[START OF Records for processing]

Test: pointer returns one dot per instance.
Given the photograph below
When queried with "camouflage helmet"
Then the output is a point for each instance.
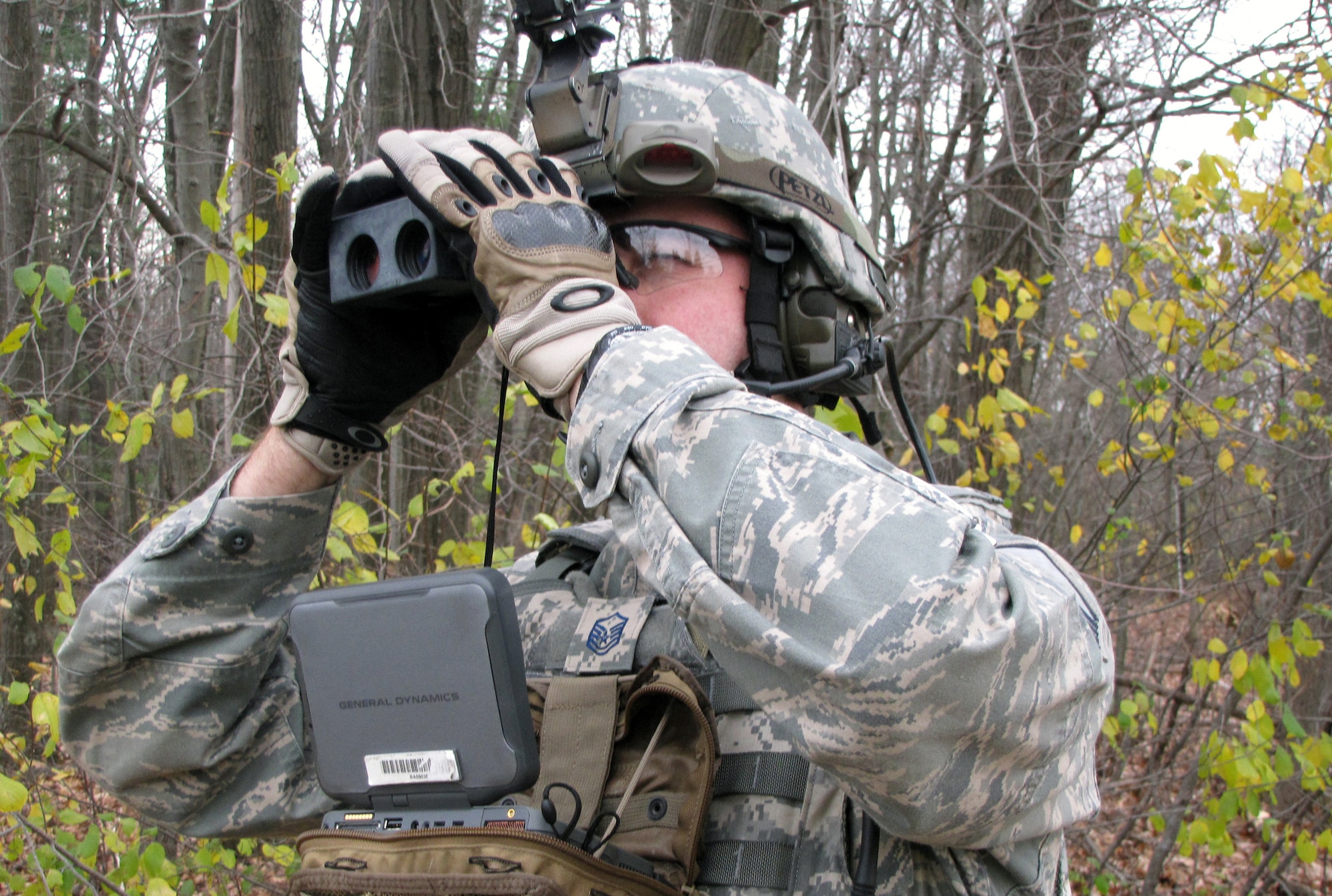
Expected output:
(751, 147)
(767, 159)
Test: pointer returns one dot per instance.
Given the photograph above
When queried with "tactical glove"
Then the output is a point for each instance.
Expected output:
(545, 260)
(350, 373)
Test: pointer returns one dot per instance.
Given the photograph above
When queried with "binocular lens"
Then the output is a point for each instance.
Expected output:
(414, 250)
(363, 262)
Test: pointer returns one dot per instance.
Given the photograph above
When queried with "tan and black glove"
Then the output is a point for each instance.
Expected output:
(544, 259)
(351, 373)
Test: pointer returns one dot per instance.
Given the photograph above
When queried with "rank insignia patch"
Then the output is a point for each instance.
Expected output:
(607, 633)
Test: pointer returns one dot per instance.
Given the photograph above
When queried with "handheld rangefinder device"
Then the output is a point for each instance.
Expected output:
(416, 698)
(382, 252)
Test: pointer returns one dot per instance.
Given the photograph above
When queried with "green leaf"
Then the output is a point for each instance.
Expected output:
(46, 710)
(254, 278)
(13, 794)
(58, 282)
(352, 519)
(74, 316)
(27, 279)
(1293, 725)
(210, 215)
(255, 228)
(1012, 401)
(842, 419)
(159, 887)
(232, 328)
(25, 535)
(338, 549)
(14, 341)
(1306, 850)
(276, 308)
(139, 435)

[END OF Records for processing]

> [Exercise prompt] Render every line of the entries above as a JSON list of strings, one string per line, omitting blank lines. Leave the picture out of the answer.

> [Answer below]
[
  "Test: pointer returns one dot per instance.",
  "Given the photograph below",
  "When queried with \"camouflage helmet\"",
  "Then the output is a point for each instance.",
  "Expected output:",
  "(751, 147)",
  "(767, 159)",
  "Test: pointer returns one dot per instance.",
  "Given the photograph above",
  "When queried with \"tactical glove\"",
  "Then the output is a point for each instance.",
  "Expected output:",
  "(545, 260)",
  "(350, 373)",
  "Test: pointer returns one dot per instance.",
  "Given the photograph above",
  "When queried with \"binocular lens\"",
  "Then the output is a point for each instance.",
  "Expected output:",
  "(414, 250)",
  "(363, 262)",
  "Test: pointer returns one dot per instance.",
  "Given the photograph above",
  "When queried with \"tan and black glove\"",
  "Then the output is a point for each instance.",
  "Expected output:",
  "(544, 259)",
  "(351, 373)",
  "Test: pointer returns one dot per instance.",
  "Given the photograph above",
  "When queried with \"rank insignia patch\"",
  "Then the output is a point for each instance.",
  "Expected output:",
  "(607, 633)",
  "Test: pointer returns one dot per instance.",
  "Given the photograph above",
  "When queried with \"handheld rangefinder device\"",
  "Then the output is a point for each instance.",
  "Expected output:",
  "(416, 698)",
  "(382, 252)",
  "Test: pointer returns one dot per instance.",
  "Given the photograph above",
  "When queried with \"green leaf\"",
  "Then the output is a point for each instance.",
  "Expected output:",
  "(46, 710)",
  "(254, 278)",
  "(13, 794)",
  "(58, 282)",
  "(352, 519)",
  "(74, 316)",
  "(27, 279)",
  "(1293, 725)",
  "(210, 215)",
  "(255, 228)",
  "(1012, 401)",
  "(842, 419)",
  "(159, 887)",
  "(232, 328)",
  "(25, 535)",
  "(338, 549)",
  "(14, 341)",
  "(1306, 850)",
  "(276, 308)",
  "(139, 435)"
]